# Provided data
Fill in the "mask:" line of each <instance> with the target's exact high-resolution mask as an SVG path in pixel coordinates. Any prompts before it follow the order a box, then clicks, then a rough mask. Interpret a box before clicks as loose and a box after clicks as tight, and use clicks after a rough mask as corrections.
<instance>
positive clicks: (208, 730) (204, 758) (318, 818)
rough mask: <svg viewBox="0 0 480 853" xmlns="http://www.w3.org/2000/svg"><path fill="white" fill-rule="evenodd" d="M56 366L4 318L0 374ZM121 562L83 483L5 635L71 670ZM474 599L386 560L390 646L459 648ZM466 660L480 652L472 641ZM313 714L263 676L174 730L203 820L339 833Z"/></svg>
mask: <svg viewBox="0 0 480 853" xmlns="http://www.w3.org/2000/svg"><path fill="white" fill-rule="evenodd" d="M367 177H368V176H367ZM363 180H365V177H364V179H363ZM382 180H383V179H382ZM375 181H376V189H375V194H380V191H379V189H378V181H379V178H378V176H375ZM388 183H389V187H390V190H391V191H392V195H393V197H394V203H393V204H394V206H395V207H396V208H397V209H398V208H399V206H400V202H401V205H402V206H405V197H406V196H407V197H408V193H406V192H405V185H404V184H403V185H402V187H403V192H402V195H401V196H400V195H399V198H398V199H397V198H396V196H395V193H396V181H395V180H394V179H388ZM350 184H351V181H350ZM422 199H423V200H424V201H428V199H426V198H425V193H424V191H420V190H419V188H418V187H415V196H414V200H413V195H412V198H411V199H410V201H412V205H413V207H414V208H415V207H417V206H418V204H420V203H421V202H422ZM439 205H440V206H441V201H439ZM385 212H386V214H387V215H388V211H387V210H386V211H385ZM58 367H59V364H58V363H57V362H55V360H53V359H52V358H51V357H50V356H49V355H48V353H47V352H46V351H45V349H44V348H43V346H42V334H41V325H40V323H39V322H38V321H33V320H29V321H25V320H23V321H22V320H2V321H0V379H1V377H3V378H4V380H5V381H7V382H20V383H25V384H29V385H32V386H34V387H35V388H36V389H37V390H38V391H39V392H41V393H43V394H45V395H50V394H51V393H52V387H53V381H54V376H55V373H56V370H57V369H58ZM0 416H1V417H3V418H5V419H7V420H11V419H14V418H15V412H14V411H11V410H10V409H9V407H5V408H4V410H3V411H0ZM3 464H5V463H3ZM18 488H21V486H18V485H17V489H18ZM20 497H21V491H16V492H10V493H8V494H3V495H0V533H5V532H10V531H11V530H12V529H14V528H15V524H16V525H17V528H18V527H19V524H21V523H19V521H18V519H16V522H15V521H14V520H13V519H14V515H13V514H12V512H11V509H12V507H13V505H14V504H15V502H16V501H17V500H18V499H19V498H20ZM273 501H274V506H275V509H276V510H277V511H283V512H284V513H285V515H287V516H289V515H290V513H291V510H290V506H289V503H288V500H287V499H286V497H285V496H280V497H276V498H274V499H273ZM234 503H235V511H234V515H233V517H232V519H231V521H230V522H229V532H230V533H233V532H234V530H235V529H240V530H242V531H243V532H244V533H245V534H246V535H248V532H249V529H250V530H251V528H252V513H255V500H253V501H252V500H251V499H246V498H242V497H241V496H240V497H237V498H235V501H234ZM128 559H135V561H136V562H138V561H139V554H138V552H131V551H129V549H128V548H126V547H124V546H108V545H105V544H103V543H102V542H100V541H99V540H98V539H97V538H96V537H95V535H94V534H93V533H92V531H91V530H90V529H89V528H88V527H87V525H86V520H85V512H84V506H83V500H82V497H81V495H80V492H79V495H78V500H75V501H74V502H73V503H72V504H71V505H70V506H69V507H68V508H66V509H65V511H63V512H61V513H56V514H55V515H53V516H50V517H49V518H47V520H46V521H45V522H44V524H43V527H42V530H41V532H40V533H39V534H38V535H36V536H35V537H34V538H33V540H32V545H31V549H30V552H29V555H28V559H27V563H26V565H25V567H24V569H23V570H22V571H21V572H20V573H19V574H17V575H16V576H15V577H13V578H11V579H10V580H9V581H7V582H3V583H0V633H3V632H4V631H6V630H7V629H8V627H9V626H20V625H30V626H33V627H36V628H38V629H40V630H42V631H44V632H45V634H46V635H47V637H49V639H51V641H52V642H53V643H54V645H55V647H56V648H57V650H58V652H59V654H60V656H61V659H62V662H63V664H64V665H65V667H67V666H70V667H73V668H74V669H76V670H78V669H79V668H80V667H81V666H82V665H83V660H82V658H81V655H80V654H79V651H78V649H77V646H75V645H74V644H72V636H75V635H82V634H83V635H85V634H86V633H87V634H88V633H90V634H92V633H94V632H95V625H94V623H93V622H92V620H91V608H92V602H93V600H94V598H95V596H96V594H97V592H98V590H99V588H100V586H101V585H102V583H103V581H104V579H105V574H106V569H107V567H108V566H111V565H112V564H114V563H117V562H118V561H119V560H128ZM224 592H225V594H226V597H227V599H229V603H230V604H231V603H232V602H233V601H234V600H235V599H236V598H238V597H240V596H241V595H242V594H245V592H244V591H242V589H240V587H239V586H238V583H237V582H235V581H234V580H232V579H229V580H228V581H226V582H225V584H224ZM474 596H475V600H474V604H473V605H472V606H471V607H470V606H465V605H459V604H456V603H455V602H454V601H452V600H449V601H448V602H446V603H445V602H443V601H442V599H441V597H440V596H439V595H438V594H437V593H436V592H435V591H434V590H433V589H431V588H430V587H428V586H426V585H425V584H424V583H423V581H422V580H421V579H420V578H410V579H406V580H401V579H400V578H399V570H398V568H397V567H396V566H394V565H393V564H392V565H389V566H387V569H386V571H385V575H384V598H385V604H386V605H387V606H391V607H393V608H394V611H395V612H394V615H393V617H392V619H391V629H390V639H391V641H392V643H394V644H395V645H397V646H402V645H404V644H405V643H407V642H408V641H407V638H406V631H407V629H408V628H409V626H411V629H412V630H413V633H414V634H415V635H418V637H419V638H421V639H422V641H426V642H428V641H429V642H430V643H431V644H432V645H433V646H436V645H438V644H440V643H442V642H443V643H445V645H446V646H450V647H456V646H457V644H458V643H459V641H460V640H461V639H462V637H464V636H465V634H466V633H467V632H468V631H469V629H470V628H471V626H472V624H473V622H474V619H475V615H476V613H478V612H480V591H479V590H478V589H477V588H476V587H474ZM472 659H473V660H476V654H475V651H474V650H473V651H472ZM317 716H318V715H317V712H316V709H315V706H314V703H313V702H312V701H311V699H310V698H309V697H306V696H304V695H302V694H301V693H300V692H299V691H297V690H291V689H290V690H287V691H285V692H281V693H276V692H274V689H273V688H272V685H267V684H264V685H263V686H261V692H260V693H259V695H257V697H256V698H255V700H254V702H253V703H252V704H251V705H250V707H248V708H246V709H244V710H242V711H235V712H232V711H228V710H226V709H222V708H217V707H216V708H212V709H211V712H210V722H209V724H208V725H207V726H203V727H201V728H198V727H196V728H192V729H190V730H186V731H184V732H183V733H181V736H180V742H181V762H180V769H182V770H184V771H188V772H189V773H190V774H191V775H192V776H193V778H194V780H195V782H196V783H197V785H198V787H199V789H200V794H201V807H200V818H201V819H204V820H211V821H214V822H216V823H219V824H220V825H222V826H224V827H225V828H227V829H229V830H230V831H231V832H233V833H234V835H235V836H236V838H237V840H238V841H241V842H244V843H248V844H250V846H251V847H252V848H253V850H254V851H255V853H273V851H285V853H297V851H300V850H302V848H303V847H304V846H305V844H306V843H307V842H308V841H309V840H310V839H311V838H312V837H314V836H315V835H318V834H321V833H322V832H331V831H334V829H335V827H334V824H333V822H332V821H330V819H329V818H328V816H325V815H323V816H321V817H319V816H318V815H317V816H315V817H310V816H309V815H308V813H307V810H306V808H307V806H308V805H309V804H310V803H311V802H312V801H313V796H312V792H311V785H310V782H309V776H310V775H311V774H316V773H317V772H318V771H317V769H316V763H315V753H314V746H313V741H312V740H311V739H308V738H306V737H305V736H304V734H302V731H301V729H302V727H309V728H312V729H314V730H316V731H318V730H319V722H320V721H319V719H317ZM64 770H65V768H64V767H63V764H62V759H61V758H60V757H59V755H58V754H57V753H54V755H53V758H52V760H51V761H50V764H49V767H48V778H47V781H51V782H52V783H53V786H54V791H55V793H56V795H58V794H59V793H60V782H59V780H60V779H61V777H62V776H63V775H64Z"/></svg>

# Your objective
Starting at the first line of the entries above, please extract each line up to and including the line with "positive clicks: (208, 730)", unchanged, and add nothing.

# Solved problem
Fill in the "mask:" line of each <instance> with the target's exact high-resolution mask as an SVG path in pixel coordinates. Any prompts before it follow the order a box, then clicks, then a rough mask. Interpret a box before clicks as loose and a box after clicks as tight, and use clicks after a rough mask as corrections.
<instance>
positive clicks: (208, 730) (204, 758) (318, 818)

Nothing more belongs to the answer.